## Фрагмент документа
━━━━━━━━━━

1821–1921

У христиан есть ангел-хранитель, а у язычников был демон благой, «демон Сократа», предостерегавший их о том, чего не надо делать.

Мой ангел-хранитель или мой демон шепчет мне на ухо: «Молчи о Достоевском, ничего ни с кем не говори о нем сейчас, ни с европейцами, ни с русскими, — с русскими особенно».

Я исполню этот завет: ничего не скажу о самом Достоевском, буду говорить только около него. Чтобы сейчас говорить о нем самом, как следует, надо бы понять и передвинуть его всего, всю громаду, гору его. «Если бы вы имели веру с горчичное зерно и сказали бы горе сей: сдвинься»… Но ведь, если бы мы вообще имели веру, то не случилось бы с нами и с Россией того, что случилось.

С русскими говорить сейчас о Достоевском, о славе России, когда самой России нет, — тяжко, стыдно, страшно. Не предсказывал ли нам Достоевский: вы Россию погубите. И вот погубили. Ни перед кем мы не чувствуем себя такими виноватыми, преступными, как перед ним. Прежде, чем о нем говорить, не следует ли нам подумать, что ему сказать; прежде, чем его венчать, не следует ли нам себя оправдать перед ним?

О, конечно, сейчас лицо его озарено таким ослепляющим светом славы, как еще никогда! Но ведь это озарение — зарево того пожара, который испепелил Россию.

Совершились пророчества, — вот в чем слава пророка. Слава Достоевского — гибель России. Не мог ли бы он сказать нам, прославляющим его:

Такою тяжкою ценою
Я вашей славы не куплю.

Странны судьбы людей в наши дни, всех вообще, а великих особенно. Странны, но для нас не ужасны, а скорее, смешны. Мы так привыкли к ужасам, что почти уже не ощущаем их, или ощущаем как во сне. Не медленно растущее нагнетание этих сонных ужасов, а только внезапный, по лицу ударяющий бич смеха — вот последнее, единственное, что иногда еще пробуждает нас от нашего сна.

Да, святые и ужасные некогда, ныне для нас только странны и смешны судьбы великих людей.

Не смешно ли, не странно ли, что там, в бывшей России, празднуется сейчас сотая годовщина Достоевского, заклинателя русских «бесов» теми самыми бесами, которых он заклинал, изгонял из России? И как торжествуют они, как смеются над ним: «Ты хотел нас изгнать, но вот, не ты — нас, а мы тебя изгнали!»

━━━━━━━━━━

## Представленные данные

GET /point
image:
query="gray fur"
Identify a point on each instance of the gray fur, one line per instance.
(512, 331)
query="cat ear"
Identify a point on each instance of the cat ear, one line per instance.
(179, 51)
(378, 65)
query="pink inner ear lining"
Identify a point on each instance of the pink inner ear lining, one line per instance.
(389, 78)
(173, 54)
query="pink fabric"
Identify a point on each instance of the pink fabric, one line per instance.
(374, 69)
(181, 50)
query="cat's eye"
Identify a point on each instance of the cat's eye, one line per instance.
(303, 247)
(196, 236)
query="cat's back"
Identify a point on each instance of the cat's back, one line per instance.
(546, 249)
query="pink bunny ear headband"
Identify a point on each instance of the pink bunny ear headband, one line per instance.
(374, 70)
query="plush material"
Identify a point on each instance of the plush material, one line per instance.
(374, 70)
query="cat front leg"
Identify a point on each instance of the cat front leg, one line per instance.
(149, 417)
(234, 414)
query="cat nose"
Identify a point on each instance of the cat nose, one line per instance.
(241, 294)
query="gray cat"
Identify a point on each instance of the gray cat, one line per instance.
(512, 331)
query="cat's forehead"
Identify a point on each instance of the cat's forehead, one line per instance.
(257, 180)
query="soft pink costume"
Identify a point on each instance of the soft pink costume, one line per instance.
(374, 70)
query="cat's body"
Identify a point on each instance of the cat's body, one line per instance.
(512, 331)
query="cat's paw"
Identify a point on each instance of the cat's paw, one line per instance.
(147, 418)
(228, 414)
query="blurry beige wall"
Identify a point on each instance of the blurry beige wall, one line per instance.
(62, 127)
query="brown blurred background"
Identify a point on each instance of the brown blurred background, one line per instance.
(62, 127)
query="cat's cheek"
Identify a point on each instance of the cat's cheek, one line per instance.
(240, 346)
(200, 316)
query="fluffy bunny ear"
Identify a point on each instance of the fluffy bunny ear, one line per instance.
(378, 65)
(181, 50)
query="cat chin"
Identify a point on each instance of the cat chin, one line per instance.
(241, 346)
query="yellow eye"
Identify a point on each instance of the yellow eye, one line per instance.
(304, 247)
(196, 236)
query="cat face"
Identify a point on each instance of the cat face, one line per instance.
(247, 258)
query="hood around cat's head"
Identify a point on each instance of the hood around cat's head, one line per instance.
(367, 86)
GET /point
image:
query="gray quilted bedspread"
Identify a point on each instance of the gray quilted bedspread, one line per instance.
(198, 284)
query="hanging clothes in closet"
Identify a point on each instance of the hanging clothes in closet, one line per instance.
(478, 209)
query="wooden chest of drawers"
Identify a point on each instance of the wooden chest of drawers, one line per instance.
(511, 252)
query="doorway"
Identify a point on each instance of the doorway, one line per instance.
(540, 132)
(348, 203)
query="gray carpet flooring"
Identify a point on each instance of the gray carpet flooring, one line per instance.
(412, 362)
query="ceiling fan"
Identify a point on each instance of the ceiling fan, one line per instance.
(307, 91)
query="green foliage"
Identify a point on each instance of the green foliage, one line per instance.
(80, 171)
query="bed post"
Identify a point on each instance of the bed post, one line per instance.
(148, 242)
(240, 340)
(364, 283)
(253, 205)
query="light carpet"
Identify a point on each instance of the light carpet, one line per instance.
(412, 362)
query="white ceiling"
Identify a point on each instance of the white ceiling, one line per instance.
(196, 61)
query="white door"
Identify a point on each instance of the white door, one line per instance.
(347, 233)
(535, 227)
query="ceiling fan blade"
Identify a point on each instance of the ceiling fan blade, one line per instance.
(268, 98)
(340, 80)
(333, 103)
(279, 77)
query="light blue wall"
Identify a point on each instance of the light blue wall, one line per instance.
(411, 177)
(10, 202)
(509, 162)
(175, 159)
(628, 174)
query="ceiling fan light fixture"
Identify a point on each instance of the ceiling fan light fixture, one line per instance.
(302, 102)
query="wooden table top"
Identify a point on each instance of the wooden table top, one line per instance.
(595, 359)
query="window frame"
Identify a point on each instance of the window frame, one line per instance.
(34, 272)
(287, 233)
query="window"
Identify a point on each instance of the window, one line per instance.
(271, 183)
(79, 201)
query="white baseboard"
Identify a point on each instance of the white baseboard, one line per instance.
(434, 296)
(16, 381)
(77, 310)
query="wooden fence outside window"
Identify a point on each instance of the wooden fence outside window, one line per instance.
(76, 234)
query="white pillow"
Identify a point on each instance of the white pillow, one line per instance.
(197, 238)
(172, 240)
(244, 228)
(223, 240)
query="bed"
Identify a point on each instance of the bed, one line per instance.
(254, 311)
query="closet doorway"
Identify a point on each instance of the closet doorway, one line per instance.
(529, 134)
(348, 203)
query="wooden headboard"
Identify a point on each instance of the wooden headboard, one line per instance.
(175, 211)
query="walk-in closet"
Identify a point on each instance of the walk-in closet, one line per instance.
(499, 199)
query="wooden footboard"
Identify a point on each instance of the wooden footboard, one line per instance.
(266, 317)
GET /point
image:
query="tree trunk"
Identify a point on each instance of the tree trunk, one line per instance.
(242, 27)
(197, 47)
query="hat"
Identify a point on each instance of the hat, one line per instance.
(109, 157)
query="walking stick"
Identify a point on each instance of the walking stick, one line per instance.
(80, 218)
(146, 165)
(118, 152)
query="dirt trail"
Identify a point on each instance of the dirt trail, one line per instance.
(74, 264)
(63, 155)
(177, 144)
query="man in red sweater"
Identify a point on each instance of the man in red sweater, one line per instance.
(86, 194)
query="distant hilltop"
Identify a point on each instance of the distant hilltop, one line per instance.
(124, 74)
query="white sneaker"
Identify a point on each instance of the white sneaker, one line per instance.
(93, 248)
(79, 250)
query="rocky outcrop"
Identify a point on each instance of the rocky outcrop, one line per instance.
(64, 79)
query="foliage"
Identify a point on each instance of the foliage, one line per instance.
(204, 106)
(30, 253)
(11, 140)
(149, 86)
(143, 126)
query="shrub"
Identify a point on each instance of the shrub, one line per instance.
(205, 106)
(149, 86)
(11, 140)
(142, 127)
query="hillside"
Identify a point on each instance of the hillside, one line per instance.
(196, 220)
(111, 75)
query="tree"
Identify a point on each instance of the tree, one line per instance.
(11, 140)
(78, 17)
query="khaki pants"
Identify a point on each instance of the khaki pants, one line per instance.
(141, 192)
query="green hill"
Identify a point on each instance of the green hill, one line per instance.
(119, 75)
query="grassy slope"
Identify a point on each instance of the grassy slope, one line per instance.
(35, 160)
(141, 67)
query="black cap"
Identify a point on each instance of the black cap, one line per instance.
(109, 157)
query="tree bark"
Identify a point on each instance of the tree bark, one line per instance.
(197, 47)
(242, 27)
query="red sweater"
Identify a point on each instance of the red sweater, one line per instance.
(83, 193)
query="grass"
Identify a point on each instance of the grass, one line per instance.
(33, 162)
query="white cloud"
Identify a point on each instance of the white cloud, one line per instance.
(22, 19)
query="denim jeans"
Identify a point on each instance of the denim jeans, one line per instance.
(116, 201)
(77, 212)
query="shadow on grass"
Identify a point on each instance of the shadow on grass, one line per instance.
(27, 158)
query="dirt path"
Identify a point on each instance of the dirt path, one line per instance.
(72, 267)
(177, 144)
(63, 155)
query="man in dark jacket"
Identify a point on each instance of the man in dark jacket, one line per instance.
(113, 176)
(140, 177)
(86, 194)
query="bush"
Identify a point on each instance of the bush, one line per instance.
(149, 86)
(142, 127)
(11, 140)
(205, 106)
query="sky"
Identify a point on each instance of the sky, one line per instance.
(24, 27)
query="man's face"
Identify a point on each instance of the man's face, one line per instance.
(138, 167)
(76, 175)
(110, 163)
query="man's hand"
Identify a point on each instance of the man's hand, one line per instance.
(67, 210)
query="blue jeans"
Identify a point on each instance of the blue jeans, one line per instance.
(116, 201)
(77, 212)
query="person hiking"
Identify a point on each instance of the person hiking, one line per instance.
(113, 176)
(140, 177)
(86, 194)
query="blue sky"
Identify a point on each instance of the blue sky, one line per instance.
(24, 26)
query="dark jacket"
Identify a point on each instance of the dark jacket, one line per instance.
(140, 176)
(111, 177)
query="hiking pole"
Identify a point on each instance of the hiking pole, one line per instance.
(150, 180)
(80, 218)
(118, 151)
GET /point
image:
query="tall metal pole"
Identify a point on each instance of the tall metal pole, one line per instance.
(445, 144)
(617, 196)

━━━━━━━━━━

## Список задач
(1) Что, согласно фрагменту о Достоевском, шепчет на ухо ангел-хранитель или демон?
(2) Напишите продолжение фрагмента о Достоевском, начиная сразу после его последнего предложения.

## Письменные ответы
(1) Молчать о Достоевском и ни с кем сейчас о нем не говорить: ни с европейцами, ни с русскими, особенно с русскими.

(2)
Разрешит ли чествование русской национальной славы интернациональный Троцкий-Бронштейн? Разрешит. Почтит ли благоразумный Ленин «безумного» пророка? Почтит. Милосердный Луначарский, простит ли «жестокий талант» Достоевского? Простит.

Но, если это — «слава», то воистину мог бы он сказать нам:

Такою тяжкою ценою
Я вашей славы не куплю.

Да, если бы все мы, русская интеллигенция, русское сознание и совесть, в последнем счете, все-таки решавшие судьбы России, не отделались с такою легкостью от Достоевского, как от «безумного» пророка и «жестокого таланта», — то Россия не погибла бы.

Трудно, почти невозможно сейчас говорить о Достоевском с русскими людьми, со своими, а с чужими, с европейцами — еще труднее, еще невозможнее. Ведь русская литература для нас, потерявших родину, — родина последняя, все, чем Россия была и чем она будет. Но между «была» и «будет» — «есть». Как преодолеть это «есть»? Как его принять или отвергнуть? Кто это может, кто смеет?

Русская литература для нас то же, что для древнего Израиля — «Закон и Пророки». Исполнился ли наш «Закон»? Исполнятся ли наши «Пророчества»?

Не только говорить об этом с чужими, но и думать наедине с самим собою — все равно, что перевертывать нож в ране.

Русская литература — «Закон и Пророки» для нас. А для европейцев что?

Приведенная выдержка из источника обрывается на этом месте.